### Given problem:
Answer these questions from the forum post about the Ray cluster.
1. What instance type do the worker nodes use, and how many workers are there?
2. Between which iteration counts do the workers throw the exception?
3. What heap memory usage and limit does the error message report?

### Page excerpt:

0

I spinned up a ray cluster on AWS to perform some grid search for my tf.keras model. And for almost all jobs (around 500) the workers throw an RayOutOfMemory exception after some iterations (between 6 and 53) and I can not figure out where the issue is nor can I detect any pattern. Each job takes less then 1 GiB memory when I run it locally. If the job itself would not fit into memory then I would expect the workers to raise the error right in the first iteration.

The cluster consists of: Head Node: m4.large (2 x vCPU, 8GiB Memory) Workers: 50 x m4.xlarge (4 x vCPU, 16 GiB Memory)

I set the resources for each worker to {'cpu': 2, 'memory': 4 * 1024 ** 3}.

I get the following error output:

ray.exceptions.RayTaskError: [36mray_worker[39m (pid=2170, host=ip-xxx-xxx-xxx-xxx)
  File "/home/ubuntu/anaconda3/envs/tensorflow_p36/lib/python3.6/site-packages/ray/memory_monitor.py", line 141, in raise_if_low_memory
    round(self.heap_limit / (1024**3), 4)))
ray.memory_monitor.RayOutOfMemoryError: Heap memory usage for ray_KerasTrainable_2170 is 4.2515 / 4.0039 GiB limit

Things I have observed: When I log into a worker node that raised the error I cannot see anything suspicious in (top/htop). Jobs scheduled after the error was raised can also run a couple of iterations before the error occurs. So the memory occupation seems to be a temporary thing.

### Data excerpts:
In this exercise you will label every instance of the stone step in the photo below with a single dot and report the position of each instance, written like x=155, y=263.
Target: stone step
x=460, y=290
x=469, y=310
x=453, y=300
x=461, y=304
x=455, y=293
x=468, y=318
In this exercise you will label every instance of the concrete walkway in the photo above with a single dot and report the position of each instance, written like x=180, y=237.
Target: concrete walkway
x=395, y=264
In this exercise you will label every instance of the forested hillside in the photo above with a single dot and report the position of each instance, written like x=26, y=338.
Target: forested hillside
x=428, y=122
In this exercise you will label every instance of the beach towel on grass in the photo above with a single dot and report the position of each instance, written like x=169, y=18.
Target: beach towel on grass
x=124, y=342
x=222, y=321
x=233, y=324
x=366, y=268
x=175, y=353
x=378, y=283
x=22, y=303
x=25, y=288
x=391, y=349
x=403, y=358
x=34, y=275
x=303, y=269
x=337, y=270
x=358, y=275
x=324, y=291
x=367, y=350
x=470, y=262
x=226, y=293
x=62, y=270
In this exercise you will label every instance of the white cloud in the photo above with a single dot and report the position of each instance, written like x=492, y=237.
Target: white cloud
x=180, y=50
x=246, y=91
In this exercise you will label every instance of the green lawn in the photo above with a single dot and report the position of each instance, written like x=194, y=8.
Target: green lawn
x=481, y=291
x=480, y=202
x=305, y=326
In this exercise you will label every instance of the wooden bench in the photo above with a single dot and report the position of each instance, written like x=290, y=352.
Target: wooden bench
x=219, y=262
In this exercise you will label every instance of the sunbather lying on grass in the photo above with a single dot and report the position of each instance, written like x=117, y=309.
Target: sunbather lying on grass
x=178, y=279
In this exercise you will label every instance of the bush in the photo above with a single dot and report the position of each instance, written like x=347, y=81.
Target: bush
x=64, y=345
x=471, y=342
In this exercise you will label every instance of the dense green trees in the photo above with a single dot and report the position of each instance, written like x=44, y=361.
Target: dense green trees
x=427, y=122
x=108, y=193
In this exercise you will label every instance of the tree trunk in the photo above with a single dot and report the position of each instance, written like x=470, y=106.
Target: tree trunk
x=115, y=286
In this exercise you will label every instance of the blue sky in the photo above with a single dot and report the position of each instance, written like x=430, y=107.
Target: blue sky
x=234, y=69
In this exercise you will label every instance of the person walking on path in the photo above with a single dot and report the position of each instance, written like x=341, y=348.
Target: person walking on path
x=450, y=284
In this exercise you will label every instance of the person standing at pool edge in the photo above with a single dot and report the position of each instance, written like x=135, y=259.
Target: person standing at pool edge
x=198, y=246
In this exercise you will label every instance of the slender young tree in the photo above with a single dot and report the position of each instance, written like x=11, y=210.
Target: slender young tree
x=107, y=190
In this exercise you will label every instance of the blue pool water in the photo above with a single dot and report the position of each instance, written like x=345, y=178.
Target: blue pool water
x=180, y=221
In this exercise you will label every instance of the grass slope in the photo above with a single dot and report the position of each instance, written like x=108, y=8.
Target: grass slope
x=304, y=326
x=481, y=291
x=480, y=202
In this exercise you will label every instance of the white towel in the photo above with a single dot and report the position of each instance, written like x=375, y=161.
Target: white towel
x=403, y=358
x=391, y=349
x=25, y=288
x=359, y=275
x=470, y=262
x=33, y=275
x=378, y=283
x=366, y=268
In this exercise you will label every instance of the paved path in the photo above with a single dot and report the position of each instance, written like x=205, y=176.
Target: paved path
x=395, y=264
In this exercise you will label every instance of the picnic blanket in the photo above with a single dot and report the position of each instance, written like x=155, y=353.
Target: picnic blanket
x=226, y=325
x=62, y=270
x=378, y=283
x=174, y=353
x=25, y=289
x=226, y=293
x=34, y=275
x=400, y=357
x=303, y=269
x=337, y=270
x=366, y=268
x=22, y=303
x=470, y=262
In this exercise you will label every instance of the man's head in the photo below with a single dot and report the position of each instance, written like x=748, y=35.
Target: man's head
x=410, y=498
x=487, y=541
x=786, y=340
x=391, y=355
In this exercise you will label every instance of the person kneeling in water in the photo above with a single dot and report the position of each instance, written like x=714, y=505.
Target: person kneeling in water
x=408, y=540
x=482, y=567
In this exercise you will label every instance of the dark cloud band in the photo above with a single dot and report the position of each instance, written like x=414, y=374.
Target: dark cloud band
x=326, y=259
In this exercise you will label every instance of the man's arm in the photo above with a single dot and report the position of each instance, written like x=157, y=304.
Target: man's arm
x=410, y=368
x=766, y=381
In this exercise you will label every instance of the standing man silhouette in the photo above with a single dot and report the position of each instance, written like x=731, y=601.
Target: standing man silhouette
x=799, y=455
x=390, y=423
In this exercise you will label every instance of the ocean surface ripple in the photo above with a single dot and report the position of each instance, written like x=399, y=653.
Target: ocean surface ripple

### Complete response:
1. The workers are m4.xlarge instances, and there are 50 of them.
2. Between 6 and 53 iterations.
3. 4.2515 GiB of usage against a 4.0039 GiB limit.